Data for the task:
--------------------------------

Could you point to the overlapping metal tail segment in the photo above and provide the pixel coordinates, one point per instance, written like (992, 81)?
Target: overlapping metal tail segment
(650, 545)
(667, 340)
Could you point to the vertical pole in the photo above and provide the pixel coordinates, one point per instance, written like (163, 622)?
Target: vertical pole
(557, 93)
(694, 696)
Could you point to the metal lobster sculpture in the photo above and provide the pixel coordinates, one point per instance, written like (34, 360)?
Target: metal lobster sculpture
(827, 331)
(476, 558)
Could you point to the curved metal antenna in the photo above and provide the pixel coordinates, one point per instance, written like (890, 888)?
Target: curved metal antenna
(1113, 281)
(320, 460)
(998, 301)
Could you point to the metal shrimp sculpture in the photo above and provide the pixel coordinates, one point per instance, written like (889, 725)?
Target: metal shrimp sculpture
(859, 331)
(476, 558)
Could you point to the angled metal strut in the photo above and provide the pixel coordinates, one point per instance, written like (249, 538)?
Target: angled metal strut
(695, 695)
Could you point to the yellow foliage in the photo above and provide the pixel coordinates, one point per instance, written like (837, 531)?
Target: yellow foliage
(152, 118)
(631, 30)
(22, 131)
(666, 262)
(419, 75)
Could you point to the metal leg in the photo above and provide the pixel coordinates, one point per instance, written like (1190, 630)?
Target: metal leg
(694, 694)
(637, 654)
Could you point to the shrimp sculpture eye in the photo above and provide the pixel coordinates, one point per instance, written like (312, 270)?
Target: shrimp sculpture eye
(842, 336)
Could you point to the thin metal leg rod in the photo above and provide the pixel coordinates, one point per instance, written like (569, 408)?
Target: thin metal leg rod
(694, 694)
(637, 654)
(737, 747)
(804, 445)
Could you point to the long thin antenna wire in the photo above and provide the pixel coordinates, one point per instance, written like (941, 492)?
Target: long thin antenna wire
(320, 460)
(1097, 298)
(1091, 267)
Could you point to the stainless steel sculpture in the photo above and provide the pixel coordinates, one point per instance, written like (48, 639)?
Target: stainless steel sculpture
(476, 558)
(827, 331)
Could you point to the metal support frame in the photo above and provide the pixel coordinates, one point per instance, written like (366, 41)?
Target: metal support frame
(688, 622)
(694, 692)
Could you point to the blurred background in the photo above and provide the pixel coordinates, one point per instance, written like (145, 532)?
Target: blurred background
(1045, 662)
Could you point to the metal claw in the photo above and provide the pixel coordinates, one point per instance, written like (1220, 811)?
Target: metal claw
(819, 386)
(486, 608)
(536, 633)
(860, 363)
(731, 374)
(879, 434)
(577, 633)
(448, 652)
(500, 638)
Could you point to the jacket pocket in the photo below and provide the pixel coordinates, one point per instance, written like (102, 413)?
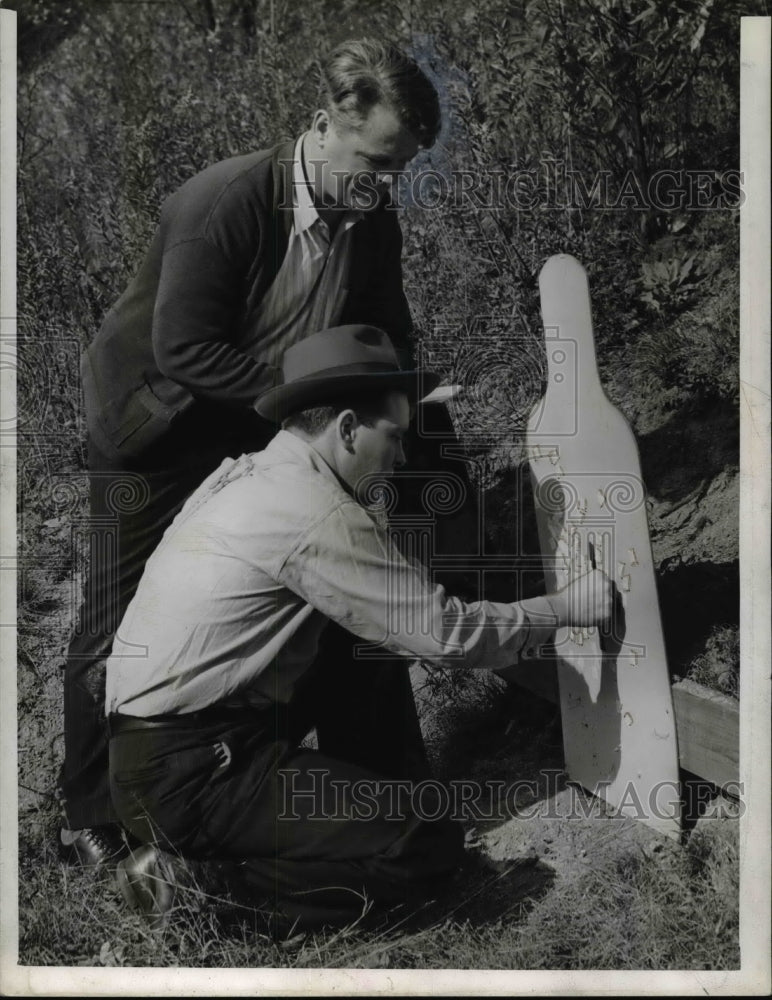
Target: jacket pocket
(125, 427)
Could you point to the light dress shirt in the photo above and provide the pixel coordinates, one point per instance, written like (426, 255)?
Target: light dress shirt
(308, 292)
(268, 549)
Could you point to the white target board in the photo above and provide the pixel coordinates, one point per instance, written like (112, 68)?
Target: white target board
(616, 705)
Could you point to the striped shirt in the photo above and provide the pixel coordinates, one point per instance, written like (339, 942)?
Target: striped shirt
(308, 292)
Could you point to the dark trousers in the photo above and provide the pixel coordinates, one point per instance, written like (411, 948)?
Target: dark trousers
(310, 834)
(131, 507)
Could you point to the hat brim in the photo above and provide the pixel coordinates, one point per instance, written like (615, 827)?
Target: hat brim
(292, 397)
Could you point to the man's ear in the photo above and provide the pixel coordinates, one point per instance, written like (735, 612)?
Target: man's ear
(346, 425)
(320, 126)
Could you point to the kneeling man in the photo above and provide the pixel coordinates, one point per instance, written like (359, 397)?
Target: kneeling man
(226, 658)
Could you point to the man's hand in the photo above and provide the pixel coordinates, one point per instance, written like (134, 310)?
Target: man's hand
(586, 601)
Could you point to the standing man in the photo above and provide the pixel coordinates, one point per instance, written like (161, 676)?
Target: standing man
(206, 728)
(251, 256)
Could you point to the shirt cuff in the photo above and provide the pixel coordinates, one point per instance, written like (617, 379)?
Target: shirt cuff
(542, 623)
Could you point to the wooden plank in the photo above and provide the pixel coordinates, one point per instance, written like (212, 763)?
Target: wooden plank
(707, 722)
(708, 726)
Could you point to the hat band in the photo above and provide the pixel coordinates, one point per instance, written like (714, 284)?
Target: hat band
(356, 368)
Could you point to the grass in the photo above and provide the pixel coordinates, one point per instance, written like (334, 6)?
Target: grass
(675, 910)
(718, 667)
(670, 907)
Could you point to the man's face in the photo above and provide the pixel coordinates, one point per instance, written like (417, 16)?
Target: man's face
(379, 449)
(359, 167)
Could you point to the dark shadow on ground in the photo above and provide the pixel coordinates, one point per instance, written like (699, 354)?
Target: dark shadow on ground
(693, 599)
(688, 449)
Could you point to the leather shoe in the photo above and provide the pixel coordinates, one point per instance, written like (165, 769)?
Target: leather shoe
(93, 847)
(150, 881)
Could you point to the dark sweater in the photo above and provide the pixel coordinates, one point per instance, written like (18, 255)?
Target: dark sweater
(169, 341)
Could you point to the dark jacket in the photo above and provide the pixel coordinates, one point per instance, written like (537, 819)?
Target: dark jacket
(170, 338)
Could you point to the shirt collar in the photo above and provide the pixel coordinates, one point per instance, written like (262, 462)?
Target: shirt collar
(304, 211)
(288, 446)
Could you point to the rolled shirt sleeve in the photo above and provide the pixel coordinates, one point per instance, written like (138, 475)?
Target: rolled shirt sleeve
(348, 568)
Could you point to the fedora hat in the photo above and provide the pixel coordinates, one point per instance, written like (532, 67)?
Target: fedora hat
(335, 363)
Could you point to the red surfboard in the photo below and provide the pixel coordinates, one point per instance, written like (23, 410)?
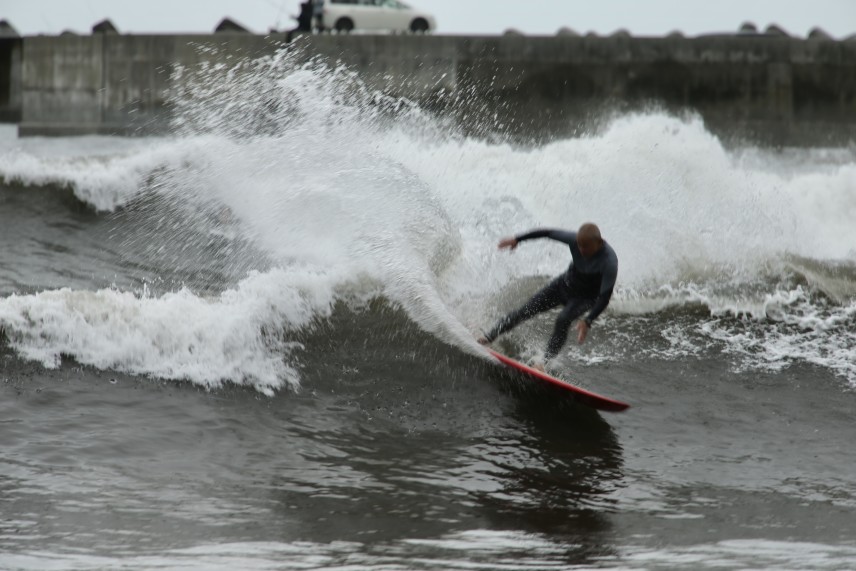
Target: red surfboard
(593, 400)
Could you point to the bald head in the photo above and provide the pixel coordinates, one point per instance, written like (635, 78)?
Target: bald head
(588, 239)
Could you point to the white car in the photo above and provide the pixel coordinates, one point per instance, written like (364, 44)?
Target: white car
(393, 15)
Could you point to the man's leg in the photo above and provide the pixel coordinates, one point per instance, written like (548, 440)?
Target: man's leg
(571, 311)
(550, 296)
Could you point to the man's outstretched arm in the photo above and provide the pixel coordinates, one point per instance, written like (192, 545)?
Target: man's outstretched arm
(559, 235)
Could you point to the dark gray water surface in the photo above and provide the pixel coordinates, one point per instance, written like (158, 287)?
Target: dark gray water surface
(399, 449)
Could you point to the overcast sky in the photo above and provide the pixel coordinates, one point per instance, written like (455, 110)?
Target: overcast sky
(640, 17)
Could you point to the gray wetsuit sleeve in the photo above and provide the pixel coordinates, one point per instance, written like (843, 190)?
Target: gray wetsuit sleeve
(559, 235)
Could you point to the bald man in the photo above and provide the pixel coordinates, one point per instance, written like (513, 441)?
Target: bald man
(586, 286)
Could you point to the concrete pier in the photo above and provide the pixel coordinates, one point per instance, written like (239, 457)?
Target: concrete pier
(774, 89)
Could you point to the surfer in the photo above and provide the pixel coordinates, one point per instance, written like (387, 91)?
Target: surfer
(586, 286)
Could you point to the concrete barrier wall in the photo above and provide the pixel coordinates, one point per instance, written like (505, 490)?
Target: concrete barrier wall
(774, 88)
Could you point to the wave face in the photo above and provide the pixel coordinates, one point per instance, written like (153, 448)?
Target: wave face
(343, 196)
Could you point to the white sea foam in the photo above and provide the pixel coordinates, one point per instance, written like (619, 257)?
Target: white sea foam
(344, 200)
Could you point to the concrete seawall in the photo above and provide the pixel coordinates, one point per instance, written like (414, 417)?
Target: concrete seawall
(779, 90)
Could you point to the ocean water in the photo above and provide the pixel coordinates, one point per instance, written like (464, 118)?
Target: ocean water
(249, 344)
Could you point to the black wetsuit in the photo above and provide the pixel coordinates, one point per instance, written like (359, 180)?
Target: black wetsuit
(586, 286)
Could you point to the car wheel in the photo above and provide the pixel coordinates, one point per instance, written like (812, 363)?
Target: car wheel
(344, 25)
(419, 25)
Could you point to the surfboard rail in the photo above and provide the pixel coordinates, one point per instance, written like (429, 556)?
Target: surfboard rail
(587, 397)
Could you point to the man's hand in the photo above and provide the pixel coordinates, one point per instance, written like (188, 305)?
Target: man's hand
(508, 243)
(582, 328)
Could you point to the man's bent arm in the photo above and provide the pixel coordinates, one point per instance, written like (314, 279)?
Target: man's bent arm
(559, 235)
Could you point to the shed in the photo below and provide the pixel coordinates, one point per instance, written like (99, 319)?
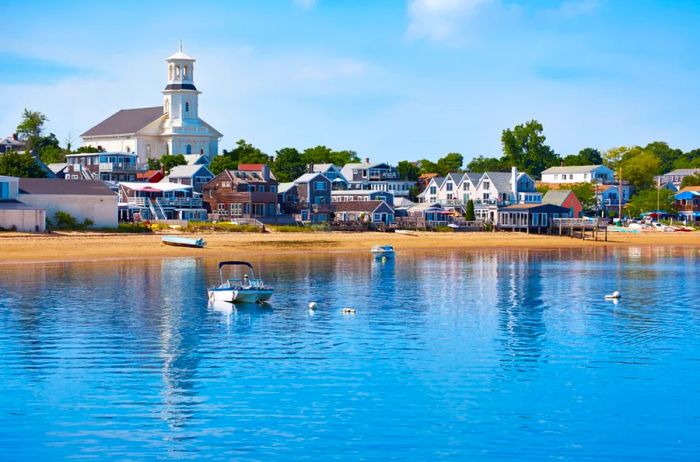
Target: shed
(88, 199)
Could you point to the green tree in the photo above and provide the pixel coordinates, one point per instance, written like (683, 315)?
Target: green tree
(31, 127)
(667, 156)
(649, 201)
(21, 165)
(168, 161)
(452, 162)
(690, 159)
(88, 149)
(483, 164)
(153, 164)
(221, 163)
(49, 149)
(470, 215)
(613, 156)
(585, 192)
(427, 166)
(341, 158)
(586, 156)
(639, 167)
(288, 165)
(524, 147)
(408, 171)
(691, 180)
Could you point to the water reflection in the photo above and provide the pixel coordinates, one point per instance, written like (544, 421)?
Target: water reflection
(450, 352)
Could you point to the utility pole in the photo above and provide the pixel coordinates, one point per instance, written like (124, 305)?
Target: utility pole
(658, 190)
(619, 200)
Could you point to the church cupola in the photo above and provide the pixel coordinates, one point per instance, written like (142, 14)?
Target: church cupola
(180, 94)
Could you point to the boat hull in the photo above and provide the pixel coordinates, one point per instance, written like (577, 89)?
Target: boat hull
(239, 295)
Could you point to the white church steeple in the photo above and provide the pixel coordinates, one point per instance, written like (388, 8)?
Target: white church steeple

--------------------------------

Short task: Every line from the one containing "Could you point to the utility" through the end of the entries above must be echoed exactly, with both ends kept.

The result:
Could you point to the utility pole in the photo above and provide the pixel coordinates, one point per instance, written like (124, 305)?
Target: utility pole
(658, 190)
(619, 200)
Could you point to the church cupola in the photo above and provide the pixel coordinates, one point per instance, written like (142, 14)?
Target: church cupola
(180, 94)
Could you point to the boat hull in the photo above and provide the pixel coordinates, one point per instance, written like (577, 89)?
Target: boat hull
(239, 295)
Could you point to the white church steeple in the photo above and provide the pixel coordinates, one point per instance, written like (388, 8)?
Target: white church steeple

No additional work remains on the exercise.